>>>

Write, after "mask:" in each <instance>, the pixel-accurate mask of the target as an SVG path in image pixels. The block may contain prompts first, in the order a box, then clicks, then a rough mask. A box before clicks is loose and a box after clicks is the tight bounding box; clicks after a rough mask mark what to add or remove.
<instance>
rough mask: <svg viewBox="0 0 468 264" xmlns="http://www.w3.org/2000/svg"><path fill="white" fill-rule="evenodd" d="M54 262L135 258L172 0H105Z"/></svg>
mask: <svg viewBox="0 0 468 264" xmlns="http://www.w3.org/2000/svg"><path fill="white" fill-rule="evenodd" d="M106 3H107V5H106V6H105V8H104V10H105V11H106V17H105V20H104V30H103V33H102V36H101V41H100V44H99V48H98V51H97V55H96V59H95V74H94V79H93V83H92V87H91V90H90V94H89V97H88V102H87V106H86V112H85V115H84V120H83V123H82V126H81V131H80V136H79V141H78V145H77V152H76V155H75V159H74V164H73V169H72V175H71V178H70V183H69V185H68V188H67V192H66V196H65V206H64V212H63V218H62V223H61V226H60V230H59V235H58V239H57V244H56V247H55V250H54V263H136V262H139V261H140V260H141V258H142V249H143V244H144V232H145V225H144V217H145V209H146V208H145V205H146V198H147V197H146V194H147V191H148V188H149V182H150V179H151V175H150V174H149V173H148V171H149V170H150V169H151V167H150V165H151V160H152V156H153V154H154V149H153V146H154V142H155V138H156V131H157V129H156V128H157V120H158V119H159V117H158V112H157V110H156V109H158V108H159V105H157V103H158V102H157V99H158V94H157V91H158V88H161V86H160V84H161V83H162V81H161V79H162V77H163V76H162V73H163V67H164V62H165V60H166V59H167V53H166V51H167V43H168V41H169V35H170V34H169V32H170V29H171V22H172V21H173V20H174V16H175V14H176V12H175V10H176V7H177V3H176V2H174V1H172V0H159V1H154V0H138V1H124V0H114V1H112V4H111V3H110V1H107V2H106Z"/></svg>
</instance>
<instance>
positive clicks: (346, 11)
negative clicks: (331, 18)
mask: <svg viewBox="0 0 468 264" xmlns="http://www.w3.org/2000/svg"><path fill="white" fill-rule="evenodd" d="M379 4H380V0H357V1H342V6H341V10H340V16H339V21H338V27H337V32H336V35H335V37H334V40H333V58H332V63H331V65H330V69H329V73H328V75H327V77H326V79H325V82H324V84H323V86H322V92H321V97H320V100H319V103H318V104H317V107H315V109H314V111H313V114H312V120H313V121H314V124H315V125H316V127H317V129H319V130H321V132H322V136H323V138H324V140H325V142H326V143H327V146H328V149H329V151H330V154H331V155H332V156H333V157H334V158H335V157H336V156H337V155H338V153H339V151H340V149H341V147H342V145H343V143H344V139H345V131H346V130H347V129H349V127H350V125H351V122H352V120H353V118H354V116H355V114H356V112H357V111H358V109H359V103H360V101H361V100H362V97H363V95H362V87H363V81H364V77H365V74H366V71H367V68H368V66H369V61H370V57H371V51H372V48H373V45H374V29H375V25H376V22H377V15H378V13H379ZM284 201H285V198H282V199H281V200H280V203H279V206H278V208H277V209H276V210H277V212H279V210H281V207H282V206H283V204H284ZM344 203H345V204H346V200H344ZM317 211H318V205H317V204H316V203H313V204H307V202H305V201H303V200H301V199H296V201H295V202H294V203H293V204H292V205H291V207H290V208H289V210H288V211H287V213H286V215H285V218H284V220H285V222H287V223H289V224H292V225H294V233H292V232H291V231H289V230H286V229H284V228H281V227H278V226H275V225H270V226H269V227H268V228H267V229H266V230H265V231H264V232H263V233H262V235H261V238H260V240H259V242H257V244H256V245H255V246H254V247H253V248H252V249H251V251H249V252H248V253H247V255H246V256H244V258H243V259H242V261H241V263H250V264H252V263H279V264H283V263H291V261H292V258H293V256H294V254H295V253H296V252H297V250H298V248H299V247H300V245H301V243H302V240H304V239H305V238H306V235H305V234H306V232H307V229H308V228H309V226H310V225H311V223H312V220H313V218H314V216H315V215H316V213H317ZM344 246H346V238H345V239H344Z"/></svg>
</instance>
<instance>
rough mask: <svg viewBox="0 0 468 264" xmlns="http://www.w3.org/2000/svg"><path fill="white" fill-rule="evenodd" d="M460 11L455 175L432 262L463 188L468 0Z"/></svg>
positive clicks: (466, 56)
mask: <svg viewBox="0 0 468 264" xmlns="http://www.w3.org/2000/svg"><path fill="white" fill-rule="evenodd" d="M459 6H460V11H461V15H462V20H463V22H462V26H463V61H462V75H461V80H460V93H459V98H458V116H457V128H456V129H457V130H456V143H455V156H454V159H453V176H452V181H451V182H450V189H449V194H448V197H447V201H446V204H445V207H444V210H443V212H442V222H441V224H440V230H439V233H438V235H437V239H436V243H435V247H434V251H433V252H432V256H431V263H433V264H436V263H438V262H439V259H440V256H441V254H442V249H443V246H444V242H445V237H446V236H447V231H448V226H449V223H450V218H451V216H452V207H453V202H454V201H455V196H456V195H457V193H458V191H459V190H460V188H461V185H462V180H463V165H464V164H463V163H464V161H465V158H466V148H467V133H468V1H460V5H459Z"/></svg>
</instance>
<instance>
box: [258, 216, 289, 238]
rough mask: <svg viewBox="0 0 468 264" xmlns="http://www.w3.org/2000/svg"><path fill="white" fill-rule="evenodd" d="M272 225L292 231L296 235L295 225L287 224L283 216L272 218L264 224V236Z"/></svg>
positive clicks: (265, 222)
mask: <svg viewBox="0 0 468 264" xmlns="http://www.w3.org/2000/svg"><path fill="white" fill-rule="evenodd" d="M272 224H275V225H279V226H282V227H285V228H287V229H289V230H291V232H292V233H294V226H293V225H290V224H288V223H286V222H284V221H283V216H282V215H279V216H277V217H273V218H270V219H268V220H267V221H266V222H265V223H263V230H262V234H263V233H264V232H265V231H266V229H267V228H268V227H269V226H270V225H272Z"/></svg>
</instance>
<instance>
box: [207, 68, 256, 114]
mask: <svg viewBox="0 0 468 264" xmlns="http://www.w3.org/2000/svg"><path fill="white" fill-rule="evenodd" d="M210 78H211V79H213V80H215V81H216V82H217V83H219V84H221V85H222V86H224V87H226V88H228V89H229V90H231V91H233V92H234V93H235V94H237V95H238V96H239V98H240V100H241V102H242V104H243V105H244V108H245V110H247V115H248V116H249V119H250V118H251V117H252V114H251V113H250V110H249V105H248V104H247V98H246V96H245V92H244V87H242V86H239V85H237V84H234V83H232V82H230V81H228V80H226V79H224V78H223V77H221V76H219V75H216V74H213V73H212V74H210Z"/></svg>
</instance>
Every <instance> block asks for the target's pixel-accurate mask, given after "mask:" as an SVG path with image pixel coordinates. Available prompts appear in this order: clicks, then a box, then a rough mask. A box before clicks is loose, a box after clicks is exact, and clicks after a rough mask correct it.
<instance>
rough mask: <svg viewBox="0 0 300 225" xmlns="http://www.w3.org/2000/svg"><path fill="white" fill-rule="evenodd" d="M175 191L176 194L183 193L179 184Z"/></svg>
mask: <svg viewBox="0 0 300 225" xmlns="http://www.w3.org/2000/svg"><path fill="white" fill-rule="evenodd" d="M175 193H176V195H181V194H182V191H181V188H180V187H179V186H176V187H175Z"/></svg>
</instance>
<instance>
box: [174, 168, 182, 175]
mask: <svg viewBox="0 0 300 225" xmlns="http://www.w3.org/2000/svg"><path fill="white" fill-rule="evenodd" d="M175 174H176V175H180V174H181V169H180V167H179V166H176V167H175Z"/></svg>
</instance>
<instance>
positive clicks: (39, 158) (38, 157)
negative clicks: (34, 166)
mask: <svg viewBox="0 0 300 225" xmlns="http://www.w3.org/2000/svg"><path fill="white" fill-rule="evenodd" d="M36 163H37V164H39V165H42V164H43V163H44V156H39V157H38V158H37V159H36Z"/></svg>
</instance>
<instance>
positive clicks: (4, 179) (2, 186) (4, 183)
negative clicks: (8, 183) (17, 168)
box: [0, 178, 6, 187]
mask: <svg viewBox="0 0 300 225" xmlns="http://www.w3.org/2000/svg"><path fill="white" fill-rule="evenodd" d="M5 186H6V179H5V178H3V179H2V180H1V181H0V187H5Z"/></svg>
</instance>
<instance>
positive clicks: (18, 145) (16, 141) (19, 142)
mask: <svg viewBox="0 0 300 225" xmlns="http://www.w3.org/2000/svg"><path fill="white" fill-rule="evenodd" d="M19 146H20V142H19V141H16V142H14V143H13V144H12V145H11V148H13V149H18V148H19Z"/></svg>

<<<

WHAT IS REQUIRED –
From the items above, pull out each line that contains the string "negative" and list those lines in their original order.

FINAL ANSWER –
negative clicks: (331, 18)
negative clicks: (34, 166)
negative clicks: (8, 183) (17, 168)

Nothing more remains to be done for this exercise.